• _GOAL_
Please transcribe the lines below character for character, leaving every detail unchanged.

(Dataset items)
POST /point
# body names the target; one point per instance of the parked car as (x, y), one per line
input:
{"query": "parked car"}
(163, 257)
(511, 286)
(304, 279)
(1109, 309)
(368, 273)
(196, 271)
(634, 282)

• _PROBLEM SOLUTION_
POST /point
# body names the target; one point per instance of the parked car as (x, y), one per line
input:
{"query": "parked car"}
(163, 257)
(511, 286)
(304, 279)
(1109, 309)
(368, 273)
(196, 271)
(634, 282)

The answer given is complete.